## Available data
____________

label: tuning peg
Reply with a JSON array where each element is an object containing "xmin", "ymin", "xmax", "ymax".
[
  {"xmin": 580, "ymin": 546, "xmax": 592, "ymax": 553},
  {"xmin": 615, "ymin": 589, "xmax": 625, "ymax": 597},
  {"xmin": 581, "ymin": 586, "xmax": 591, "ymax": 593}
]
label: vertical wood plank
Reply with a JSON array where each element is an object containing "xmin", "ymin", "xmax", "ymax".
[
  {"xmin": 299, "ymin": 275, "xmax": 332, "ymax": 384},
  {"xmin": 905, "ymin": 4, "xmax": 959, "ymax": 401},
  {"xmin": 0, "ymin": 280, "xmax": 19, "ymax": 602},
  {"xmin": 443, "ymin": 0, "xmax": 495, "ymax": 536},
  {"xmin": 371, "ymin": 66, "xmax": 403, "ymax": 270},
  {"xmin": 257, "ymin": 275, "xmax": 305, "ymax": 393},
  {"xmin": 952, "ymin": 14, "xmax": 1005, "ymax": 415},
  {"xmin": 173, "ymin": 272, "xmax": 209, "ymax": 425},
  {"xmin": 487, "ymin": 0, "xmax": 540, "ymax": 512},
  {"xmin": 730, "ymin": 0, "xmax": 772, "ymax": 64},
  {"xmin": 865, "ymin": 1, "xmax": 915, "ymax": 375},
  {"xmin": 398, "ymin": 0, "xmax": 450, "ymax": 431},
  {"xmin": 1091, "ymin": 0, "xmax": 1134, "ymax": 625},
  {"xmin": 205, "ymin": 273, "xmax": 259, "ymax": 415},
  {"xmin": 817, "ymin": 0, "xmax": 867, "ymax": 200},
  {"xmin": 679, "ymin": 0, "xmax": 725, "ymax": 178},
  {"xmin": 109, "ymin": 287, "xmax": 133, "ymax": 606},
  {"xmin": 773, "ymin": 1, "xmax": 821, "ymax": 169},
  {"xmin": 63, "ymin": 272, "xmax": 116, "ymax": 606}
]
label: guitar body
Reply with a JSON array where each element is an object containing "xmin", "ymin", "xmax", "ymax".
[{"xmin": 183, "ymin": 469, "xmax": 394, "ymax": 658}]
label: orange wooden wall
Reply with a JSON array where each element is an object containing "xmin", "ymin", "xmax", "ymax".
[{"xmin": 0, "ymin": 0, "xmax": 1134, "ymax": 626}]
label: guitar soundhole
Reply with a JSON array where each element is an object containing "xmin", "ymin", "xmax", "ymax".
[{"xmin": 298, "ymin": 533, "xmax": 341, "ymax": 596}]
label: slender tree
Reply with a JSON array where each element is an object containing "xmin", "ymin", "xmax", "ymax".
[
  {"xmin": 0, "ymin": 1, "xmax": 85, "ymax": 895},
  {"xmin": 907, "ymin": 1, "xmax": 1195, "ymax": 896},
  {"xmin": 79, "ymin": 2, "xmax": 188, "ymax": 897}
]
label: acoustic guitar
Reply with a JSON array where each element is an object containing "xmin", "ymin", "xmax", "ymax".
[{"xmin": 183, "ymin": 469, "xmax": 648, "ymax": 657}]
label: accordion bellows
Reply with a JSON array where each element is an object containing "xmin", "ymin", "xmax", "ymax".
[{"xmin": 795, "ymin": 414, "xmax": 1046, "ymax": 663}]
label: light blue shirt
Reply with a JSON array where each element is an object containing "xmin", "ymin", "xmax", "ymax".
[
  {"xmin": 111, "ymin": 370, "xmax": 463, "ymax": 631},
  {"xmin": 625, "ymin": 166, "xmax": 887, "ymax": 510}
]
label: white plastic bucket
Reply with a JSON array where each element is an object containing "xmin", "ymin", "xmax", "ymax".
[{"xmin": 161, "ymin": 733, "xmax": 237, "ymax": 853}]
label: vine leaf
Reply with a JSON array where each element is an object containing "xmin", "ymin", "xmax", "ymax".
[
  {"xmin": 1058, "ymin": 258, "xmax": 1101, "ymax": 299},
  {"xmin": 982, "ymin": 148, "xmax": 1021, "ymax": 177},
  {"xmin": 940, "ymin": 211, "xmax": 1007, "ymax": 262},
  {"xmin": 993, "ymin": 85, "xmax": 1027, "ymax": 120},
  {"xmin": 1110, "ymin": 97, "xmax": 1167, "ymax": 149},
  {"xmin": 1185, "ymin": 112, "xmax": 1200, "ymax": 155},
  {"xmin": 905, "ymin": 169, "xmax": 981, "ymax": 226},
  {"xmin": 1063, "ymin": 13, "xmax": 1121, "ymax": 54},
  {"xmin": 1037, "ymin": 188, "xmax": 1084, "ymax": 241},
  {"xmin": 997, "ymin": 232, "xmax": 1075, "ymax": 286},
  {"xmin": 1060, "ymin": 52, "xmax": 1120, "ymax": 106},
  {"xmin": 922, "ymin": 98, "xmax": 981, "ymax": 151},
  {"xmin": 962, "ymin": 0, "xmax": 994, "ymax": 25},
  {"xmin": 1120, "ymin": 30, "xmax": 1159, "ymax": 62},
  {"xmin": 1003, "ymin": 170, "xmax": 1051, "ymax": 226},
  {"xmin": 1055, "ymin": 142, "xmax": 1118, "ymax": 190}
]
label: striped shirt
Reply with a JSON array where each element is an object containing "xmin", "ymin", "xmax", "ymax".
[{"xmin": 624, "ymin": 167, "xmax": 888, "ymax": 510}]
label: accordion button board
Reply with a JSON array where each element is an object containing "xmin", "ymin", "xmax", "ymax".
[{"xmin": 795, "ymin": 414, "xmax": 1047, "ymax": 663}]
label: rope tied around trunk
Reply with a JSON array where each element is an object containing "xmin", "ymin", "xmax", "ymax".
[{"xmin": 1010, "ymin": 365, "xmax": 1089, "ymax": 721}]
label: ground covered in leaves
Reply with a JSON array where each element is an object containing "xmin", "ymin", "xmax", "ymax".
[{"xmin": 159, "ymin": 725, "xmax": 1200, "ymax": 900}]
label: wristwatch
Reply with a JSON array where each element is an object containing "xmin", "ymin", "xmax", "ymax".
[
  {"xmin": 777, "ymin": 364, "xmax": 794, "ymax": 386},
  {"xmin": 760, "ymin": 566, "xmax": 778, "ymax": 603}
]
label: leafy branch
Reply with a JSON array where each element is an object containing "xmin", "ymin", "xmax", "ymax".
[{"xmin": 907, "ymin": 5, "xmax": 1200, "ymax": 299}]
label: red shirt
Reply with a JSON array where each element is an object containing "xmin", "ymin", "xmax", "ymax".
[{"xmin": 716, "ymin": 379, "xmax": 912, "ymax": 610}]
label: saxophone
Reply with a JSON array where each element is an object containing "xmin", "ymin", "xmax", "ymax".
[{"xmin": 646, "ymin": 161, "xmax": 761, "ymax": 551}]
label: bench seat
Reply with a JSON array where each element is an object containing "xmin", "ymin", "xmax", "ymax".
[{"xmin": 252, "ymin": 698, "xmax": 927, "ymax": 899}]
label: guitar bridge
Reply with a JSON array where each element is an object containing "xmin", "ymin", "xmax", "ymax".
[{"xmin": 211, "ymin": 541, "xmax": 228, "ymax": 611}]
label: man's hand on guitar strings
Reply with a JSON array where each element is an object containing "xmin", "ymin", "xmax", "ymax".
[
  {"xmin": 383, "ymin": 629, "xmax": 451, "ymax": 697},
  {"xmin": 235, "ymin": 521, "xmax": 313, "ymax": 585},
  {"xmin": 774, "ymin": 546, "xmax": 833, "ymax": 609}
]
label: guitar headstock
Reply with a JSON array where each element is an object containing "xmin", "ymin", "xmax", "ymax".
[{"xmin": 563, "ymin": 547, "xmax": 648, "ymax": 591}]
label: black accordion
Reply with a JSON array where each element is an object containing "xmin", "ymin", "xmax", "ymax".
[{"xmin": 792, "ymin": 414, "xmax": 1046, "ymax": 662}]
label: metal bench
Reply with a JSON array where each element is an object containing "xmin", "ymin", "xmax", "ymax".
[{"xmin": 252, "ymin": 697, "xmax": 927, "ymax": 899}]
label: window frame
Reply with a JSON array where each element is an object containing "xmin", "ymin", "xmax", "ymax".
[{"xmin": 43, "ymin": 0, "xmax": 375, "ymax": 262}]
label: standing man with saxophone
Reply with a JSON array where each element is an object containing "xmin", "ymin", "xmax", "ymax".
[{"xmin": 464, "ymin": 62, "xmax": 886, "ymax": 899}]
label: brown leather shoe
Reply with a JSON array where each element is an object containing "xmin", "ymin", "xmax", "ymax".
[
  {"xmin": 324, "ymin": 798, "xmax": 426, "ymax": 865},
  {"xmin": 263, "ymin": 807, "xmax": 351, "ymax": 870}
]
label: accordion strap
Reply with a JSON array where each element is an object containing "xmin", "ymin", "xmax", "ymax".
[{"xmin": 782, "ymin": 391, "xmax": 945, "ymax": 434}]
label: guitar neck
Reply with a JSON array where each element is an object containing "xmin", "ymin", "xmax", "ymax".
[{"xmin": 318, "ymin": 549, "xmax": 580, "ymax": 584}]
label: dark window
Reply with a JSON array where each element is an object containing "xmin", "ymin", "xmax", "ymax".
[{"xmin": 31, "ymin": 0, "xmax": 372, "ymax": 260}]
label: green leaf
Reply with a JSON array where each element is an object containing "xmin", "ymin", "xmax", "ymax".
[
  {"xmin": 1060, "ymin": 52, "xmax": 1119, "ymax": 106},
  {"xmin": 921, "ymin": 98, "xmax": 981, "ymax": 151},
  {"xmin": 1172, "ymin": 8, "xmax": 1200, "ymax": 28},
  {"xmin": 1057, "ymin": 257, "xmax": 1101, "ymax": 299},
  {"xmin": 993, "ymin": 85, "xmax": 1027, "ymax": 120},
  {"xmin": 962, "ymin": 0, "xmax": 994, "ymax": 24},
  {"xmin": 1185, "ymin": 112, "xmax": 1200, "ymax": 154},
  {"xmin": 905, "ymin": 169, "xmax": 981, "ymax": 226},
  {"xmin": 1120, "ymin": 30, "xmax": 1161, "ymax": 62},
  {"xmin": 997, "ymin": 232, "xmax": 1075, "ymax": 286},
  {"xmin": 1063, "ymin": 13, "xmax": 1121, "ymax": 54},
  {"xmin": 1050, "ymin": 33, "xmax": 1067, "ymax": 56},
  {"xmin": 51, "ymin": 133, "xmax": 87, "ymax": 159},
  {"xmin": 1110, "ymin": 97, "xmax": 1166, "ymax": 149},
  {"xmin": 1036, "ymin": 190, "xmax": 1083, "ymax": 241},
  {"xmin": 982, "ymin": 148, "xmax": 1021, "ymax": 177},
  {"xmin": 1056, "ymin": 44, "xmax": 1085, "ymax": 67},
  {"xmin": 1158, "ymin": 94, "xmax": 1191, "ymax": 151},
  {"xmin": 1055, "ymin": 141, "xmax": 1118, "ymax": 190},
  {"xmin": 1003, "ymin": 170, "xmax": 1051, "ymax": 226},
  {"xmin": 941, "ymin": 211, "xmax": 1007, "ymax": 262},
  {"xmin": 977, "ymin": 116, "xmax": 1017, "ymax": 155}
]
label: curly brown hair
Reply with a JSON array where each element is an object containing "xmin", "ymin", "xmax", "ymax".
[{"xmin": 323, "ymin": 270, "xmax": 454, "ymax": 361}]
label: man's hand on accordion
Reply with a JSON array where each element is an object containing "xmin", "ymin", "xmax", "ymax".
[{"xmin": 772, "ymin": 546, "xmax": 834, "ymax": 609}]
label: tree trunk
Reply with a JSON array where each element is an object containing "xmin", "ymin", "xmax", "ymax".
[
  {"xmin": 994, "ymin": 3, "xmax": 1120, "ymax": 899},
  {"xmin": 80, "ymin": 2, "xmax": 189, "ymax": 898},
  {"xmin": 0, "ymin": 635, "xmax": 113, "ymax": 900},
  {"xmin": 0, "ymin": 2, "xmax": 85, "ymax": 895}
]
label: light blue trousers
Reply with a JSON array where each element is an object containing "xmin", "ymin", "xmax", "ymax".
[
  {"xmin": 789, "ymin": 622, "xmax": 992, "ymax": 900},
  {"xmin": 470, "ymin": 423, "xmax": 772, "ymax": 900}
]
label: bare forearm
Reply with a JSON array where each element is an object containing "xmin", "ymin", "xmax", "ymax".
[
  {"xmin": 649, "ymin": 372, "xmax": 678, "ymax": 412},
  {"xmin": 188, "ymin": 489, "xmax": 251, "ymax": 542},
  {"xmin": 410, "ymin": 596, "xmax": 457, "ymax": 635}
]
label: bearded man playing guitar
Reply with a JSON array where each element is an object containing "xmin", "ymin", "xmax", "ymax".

____________

## Task details
Return nothing but the lines from the start of the listing above through the line containing "label: slender tree", exactly as given.

## Answer section
label: tuning peg
Reply with a JSON array where each element is an object containing "xmin", "ymin", "xmax", "ymax".
[
  {"xmin": 580, "ymin": 546, "xmax": 592, "ymax": 553},
  {"xmin": 615, "ymin": 589, "xmax": 625, "ymax": 597},
  {"xmin": 581, "ymin": 586, "xmax": 591, "ymax": 593}
]
label: vertical wood plank
Reply with a JSON array where each element is an object containing "xmin", "ymin", "xmax", "ymax".
[
  {"xmin": 299, "ymin": 275, "xmax": 332, "ymax": 384},
  {"xmin": 905, "ymin": 4, "xmax": 959, "ymax": 401},
  {"xmin": 0, "ymin": 280, "xmax": 19, "ymax": 602},
  {"xmin": 443, "ymin": 0, "xmax": 495, "ymax": 536},
  {"xmin": 371, "ymin": 66, "xmax": 403, "ymax": 270},
  {"xmin": 257, "ymin": 275, "xmax": 305, "ymax": 393},
  {"xmin": 952, "ymin": 14, "xmax": 1005, "ymax": 415},
  {"xmin": 173, "ymin": 272, "xmax": 209, "ymax": 425},
  {"xmin": 487, "ymin": 0, "xmax": 540, "ymax": 512},
  {"xmin": 730, "ymin": 0, "xmax": 772, "ymax": 64},
  {"xmin": 865, "ymin": 1, "xmax": 915, "ymax": 375},
  {"xmin": 398, "ymin": 0, "xmax": 450, "ymax": 431},
  {"xmin": 1091, "ymin": 0, "xmax": 1134, "ymax": 625},
  {"xmin": 205, "ymin": 273, "xmax": 259, "ymax": 415},
  {"xmin": 817, "ymin": 0, "xmax": 867, "ymax": 200},
  {"xmin": 679, "ymin": 0, "xmax": 725, "ymax": 178},
  {"xmin": 109, "ymin": 287, "xmax": 133, "ymax": 606},
  {"xmin": 773, "ymin": 1, "xmax": 821, "ymax": 169},
  {"xmin": 63, "ymin": 272, "xmax": 116, "ymax": 606}
]
label: guitar body
Reply with a JSON array where each element is an object containing "xmin", "ymin", "xmax", "ymax".
[{"xmin": 183, "ymin": 469, "xmax": 394, "ymax": 658}]
label: orange wooden wall
Reply with a JSON array where each element is an object containing "xmin", "ymin", "xmax", "ymax".
[{"xmin": 0, "ymin": 0, "xmax": 1134, "ymax": 626}]
label: guitar soundhole
Reply with a JSON array where each element is an object containing "xmin", "ymin", "xmax", "ymax".
[{"xmin": 298, "ymin": 533, "xmax": 341, "ymax": 596}]
label: slender tree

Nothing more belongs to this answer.